**Anweisung A**
Was ist Selbstreflexion im Grunde laut dem folgenden Text über Selbstreflexion?

**Vorliegender Text**
*****

Vollautomatisierte Produktionsstätten, autonomes Fahren und ein Zuhause, das mit einem spricht: Die Welt wird nahezu täglich digitaler – und dadurch für das menschliche Gehirn immer schwerer zu verarbeiten. Inmitten des technologischen Wandels muss jedoch klar sein: Es geht nicht um Maschinen oder Technologien, der Mensch steht nach wie vor im Mittelpunkt. Dessen sollte er sich bewusst sein. Den Schlüssel zu innerer Ruhe und Ausgeglichenheit finden die Menschen, indem sie ihr Handeln, ihre Motive und ihre Umwelt reflektieren. Zudem ist die Selbstreflexion ein Weg, die eigene Persönlichkeit weiterzuentwickeln – und eine auf dem Arbeitsmarkt immer gefragtere Kompetenz. Doch was verbirgt sich genau hinter dem Begriff und wie gelingt es, sich diese Fähigkeit anzueignen?
Heute weiter als gestern
Du bist spät dran, checkst schon auf dem Weg zur Arbeit die ersten E-Mails auf dem Smartphone – und läufst über eine rote Ampel. Glücklicherweise ist nichts passiert, aber hast du auch beim nächsten Mal Fortuna auf deiner Seite? Im besten Fall musst du dir diese Frage gar nicht erst stellen, – wenn du dein Verhalten reflektierst. Du hast ein schlechtes Gewissen – vor allem dem Busfahrer gegenüber, der deinetwegen eine Vollbremsung machen musste. Im Büro angekommen und nimmst du dir einen Moment Zeit. Du denkst darüber nach, wie du dich eben verhalten hast. Du nimmst dir vor, es nie wieder soweit kommen zu lassen. E-Mails und Smartphone haben beim Überqueren der Straße keine Rolle zu spielen.

Das Szenario kommt dir bekannt vor? Dann bist du fähig zur Selbstreflexion. Vorausgesetzt natürlich, das ist nur ein- oder zweimal passiert und anschließend wirklich nicht mehr vorgekommen. Im Grunde ist Selbstreflexion also die Gabe, das eigene Verhalten sowie die eigenen Werte zu hinterfragen und Schlüsse für die Zukunft zu ziehen. Das Ergebnis der Selbstreflexion sind Impulse, die genutzt werden, um sich zu verbessern, zumindest aber zu wachsen. Dabei kann die Selbstreflexion auch helfen, ungeliebte Gewohnheiten wie das Rauchen oder die ständige Nutzung des Smartphones abzulegen.

*****

**Datenauszug**
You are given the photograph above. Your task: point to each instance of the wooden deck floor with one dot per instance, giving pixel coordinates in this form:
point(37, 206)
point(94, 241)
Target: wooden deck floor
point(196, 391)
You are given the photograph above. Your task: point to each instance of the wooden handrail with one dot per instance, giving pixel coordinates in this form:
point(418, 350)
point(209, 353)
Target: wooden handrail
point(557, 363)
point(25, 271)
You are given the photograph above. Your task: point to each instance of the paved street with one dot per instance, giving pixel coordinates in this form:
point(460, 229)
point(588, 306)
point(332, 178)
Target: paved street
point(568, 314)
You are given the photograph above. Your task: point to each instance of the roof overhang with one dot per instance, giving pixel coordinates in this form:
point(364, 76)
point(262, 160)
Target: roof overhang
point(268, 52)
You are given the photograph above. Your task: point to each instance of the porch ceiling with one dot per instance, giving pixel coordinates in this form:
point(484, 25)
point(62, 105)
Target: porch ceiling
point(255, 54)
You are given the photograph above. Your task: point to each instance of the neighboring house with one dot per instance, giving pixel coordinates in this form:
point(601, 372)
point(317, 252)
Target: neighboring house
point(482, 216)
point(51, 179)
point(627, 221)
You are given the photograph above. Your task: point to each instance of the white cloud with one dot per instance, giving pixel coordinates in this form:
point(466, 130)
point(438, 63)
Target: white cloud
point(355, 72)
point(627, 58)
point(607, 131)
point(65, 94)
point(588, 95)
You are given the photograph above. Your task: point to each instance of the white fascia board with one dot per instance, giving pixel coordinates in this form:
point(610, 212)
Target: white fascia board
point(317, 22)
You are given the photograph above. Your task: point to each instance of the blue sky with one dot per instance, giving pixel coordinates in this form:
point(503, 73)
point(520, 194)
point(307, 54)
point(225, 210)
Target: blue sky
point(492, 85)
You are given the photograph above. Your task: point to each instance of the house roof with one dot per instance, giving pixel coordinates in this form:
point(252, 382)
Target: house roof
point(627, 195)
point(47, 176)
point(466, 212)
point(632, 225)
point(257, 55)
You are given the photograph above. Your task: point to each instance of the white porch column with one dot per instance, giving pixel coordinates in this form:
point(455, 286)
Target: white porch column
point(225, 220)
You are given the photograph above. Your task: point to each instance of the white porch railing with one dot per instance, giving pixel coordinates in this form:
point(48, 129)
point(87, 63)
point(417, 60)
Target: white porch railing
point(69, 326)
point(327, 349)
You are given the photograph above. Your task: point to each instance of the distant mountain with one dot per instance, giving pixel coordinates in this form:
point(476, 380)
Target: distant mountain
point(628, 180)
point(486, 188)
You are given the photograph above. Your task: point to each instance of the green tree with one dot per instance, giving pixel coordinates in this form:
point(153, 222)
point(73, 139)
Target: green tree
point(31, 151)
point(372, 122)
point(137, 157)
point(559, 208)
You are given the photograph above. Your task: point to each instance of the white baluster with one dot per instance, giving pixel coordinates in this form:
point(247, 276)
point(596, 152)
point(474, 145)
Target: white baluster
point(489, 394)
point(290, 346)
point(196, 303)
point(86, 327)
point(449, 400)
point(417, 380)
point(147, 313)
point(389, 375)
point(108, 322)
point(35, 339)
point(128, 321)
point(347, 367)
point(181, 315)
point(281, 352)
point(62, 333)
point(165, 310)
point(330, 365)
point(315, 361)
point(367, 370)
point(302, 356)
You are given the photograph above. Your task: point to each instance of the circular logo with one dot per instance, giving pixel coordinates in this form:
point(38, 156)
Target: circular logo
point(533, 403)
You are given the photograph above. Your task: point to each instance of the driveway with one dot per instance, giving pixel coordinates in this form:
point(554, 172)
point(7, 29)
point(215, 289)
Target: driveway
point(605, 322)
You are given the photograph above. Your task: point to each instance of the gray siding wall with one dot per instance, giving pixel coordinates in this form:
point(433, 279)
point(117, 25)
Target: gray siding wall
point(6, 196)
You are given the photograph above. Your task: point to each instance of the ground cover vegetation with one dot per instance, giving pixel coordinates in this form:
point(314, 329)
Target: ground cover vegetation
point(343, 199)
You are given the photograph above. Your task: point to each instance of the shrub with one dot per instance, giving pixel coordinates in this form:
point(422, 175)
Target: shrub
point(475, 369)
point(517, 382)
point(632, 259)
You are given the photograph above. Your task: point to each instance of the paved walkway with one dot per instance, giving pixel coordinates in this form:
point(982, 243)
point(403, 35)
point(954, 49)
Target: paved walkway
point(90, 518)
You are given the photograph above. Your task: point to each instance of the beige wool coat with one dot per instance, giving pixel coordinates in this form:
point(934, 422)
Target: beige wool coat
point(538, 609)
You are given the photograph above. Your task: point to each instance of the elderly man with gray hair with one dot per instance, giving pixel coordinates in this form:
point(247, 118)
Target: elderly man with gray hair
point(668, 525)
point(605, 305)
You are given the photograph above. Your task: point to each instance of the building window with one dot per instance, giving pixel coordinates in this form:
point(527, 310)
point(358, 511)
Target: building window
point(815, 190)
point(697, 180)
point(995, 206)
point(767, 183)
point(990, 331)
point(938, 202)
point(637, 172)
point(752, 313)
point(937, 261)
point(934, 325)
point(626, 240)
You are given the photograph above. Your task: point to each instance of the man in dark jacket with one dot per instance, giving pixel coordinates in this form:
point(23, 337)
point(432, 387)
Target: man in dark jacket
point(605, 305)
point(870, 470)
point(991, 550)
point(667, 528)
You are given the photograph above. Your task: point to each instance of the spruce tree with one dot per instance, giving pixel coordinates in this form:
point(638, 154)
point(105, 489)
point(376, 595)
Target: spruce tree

*****

**Anweisung B**
Gib die Zeilen der Einträge unverändert wieder, vom Anfang der Einträge bis einschließlich der Zeile mit „point(25, 271)“.

**Schriftliche Antwort A**
Die Gabe, das eigene Verhalten sowie die eigenen Werte zu hinterfragen und Schlüsse für die Zukunft zu ziehen.

**Schriftliche Antwort B**
You are given the photograph above. Your task: point to each instance of the wooden deck floor with one dot per instance, giving pixel coordinates in this form:
point(37, 206)
point(94, 241)
Target: wooden deck floor
point(196, 391)
You are given the photograph above. Your task: point to each instance of the wooden handrail with one dot per instance, giving pixel coordinates in this form:
point(418, 350)
point(209, 353)
Target: wooden handrail
point(557, 363)
point(25, 271)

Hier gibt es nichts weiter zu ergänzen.